Excerpts of pointing data
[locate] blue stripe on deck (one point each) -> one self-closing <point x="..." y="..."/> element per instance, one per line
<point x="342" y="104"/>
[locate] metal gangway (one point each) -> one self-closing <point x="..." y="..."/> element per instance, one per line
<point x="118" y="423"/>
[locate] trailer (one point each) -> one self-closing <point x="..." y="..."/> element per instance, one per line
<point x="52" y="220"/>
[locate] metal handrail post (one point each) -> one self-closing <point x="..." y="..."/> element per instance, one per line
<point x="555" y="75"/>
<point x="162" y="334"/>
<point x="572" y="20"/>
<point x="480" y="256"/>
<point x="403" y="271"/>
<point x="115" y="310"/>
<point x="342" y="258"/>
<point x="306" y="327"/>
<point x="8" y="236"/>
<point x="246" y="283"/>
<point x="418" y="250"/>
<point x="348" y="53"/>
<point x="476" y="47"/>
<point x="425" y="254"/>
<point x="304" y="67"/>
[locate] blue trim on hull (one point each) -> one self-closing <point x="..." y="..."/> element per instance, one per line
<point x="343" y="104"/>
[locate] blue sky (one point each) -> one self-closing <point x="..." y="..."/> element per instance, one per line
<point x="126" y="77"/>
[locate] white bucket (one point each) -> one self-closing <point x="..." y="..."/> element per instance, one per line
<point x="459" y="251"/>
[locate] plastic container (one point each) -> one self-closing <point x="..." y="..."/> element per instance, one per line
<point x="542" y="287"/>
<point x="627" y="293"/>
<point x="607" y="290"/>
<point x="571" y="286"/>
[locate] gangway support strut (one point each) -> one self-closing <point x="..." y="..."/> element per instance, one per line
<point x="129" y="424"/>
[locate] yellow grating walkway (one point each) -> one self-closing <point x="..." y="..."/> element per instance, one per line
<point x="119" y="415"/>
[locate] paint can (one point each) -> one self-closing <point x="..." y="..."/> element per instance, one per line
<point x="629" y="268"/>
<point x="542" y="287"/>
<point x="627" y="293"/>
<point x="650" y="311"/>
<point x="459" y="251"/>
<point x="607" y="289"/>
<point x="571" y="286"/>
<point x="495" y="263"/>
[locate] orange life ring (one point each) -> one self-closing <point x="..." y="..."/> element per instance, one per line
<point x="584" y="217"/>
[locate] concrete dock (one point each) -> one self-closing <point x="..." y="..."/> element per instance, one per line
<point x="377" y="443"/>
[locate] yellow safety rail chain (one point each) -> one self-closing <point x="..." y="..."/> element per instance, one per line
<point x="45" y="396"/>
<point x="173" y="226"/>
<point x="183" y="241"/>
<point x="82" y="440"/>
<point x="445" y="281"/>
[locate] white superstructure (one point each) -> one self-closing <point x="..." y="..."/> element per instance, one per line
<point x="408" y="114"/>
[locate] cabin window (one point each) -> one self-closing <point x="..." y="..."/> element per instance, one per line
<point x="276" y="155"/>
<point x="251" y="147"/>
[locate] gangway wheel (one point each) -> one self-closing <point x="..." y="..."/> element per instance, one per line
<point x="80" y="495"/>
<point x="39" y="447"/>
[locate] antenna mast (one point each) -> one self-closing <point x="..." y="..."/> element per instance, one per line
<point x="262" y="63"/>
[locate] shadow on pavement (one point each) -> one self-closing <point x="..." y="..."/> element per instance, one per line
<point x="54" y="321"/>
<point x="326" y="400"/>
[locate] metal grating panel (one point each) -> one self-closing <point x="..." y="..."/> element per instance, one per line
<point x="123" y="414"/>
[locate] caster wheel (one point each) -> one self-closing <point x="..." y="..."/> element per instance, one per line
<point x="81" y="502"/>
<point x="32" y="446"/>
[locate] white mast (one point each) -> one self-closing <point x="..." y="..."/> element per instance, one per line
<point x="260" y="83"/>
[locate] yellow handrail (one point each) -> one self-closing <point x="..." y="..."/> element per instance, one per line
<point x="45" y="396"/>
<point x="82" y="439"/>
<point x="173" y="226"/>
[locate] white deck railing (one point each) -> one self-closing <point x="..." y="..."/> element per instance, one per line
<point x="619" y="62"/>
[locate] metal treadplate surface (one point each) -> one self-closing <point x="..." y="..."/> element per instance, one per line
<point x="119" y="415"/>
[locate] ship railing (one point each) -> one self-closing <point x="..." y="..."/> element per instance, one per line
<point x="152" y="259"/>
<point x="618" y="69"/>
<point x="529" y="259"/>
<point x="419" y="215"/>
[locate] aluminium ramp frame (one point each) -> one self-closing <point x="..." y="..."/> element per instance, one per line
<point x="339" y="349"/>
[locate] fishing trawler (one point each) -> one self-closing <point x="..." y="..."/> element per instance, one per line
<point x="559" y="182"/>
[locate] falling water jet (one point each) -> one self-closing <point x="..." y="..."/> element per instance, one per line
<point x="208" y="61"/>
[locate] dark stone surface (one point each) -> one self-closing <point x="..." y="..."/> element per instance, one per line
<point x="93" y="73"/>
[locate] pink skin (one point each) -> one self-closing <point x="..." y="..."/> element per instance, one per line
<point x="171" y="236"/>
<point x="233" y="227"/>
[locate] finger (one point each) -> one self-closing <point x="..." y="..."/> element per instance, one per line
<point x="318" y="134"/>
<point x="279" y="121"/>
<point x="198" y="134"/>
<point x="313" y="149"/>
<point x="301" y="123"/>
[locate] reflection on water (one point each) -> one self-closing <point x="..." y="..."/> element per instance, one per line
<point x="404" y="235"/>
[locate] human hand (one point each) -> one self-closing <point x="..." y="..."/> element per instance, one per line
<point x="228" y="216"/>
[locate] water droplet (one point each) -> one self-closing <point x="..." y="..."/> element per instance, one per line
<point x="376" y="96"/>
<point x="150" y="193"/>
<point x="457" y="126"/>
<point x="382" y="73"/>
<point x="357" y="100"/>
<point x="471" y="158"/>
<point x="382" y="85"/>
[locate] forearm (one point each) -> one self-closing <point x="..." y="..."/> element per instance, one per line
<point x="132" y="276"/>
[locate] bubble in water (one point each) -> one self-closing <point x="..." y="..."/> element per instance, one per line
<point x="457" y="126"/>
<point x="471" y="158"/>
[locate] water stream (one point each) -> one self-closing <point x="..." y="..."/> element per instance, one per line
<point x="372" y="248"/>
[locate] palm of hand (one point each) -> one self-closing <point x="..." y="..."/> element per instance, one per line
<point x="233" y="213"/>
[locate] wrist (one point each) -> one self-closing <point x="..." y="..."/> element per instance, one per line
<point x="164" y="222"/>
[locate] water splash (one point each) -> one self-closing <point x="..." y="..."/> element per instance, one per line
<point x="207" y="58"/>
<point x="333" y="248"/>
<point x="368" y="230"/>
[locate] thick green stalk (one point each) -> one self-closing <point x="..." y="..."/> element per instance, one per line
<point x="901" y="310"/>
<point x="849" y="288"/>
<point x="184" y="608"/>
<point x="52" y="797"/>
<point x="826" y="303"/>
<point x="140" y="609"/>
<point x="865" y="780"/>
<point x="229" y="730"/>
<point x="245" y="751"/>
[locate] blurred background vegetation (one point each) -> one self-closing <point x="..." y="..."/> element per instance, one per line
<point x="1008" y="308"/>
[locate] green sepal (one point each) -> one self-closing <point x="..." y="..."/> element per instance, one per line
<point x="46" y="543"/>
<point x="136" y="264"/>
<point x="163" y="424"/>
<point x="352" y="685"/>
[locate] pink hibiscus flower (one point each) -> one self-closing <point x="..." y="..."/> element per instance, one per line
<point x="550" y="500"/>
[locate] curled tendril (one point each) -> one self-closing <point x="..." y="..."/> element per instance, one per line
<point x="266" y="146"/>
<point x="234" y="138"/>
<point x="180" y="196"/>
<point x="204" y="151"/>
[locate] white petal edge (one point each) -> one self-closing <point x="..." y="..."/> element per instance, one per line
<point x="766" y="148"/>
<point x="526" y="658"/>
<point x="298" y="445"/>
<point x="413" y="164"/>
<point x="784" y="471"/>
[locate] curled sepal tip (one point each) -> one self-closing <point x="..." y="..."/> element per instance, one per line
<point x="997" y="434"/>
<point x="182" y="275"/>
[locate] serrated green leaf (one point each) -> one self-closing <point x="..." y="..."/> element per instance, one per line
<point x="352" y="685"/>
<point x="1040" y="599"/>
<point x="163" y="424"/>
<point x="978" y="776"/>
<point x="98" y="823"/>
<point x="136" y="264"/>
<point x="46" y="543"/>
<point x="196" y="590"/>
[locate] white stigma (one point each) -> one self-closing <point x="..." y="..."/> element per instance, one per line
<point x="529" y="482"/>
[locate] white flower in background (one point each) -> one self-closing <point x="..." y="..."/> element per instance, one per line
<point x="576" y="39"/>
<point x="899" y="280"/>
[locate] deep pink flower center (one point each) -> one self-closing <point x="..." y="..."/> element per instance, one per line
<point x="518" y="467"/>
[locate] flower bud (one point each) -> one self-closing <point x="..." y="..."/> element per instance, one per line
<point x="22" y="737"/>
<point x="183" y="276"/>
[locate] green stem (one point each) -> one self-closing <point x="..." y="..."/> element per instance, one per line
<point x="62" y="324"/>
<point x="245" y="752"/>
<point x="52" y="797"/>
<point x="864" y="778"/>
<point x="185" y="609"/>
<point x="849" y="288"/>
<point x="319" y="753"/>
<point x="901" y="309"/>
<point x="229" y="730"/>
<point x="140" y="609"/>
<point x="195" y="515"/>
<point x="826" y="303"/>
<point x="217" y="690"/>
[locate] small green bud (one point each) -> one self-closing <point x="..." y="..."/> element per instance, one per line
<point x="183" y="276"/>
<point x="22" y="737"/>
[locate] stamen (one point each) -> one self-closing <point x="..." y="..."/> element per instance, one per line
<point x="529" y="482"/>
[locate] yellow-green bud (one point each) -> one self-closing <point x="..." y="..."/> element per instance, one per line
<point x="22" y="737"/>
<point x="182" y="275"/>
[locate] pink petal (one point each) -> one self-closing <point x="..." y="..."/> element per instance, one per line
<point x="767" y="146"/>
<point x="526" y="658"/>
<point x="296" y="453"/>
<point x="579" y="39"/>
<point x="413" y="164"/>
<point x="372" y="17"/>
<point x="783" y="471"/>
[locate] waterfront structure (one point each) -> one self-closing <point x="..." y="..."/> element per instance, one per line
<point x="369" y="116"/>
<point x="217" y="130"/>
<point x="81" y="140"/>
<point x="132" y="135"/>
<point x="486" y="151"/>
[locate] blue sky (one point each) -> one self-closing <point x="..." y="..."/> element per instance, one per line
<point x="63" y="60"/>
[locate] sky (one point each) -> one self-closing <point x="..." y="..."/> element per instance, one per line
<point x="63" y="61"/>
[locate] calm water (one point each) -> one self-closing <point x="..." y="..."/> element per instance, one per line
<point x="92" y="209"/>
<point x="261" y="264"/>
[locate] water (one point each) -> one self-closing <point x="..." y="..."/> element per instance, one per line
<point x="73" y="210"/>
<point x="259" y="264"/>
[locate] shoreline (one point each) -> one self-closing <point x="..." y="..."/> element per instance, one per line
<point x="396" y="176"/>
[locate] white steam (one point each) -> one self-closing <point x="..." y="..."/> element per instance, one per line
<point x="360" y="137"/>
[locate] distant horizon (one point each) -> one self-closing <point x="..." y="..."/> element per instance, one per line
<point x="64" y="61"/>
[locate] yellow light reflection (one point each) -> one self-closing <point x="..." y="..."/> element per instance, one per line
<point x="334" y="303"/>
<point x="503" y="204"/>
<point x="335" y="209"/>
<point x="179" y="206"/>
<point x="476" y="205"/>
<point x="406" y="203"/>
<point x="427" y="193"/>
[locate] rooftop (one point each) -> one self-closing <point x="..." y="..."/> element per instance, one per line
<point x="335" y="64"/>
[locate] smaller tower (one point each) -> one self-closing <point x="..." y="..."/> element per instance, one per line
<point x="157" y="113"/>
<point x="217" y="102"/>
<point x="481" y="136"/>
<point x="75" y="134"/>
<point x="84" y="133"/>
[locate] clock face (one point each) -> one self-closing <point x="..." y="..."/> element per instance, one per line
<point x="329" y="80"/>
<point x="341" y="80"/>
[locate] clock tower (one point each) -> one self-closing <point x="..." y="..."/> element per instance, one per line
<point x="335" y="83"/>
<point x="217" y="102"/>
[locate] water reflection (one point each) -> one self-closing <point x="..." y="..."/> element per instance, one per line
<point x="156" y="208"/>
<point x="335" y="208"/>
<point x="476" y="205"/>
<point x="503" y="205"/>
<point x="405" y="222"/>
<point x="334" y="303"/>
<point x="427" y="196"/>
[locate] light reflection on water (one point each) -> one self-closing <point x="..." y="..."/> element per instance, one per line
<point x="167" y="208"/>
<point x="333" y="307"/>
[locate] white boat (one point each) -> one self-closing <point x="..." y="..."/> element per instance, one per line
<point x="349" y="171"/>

• The request: From the line with "[locate] smaller tower" to the last line of the material, give every line again exactly, and only those lines.

• Worked solution:
[locate] smaller tower (one point each) -> one self-closing <point x="..." y="..."/> element per instance, one per line
<point x="157" y="113"/>
<point x="217" y="102"/>
<point x="481" y="136"/>
<point x="75" y="134"/>
<point x="84" y="133"/>
[locate] clock face (one point each) -> one self-closing <point x="..." y="..."/> element per instance, one per line
<point x="329" y="80"/>
<point x="341" y="80"/>
[locate] clock tower (one point each) -> one self-closing <point x="..." y="..."/> element per instance, one per line
<point x="335" y="83"/>
<point x="217" y="102"/>
[locate] water reflection (one point each) -> one self-closing <point x="..." y="..."/> element per instance, one per line
<point x="156" y="208"/>
<point x="335" y="208"/>
<point x="476" y="205"/>
<point x="503" y="205"/>
<point x="405" y="222"/>
<point x="334" y="303"/>
<point x="427" y="196"/>
[locate] light reflection on water (one point each) -> one self-closing <point x="..." y="..."/> element per instance, one per line
<point x="167" y="208"/>
<point x="333" y="307"/>
[locate] white boat (one point each) -> one self-closing <point x="..." y="..."/> element per instance, one per line
<point x="349" y="171"/>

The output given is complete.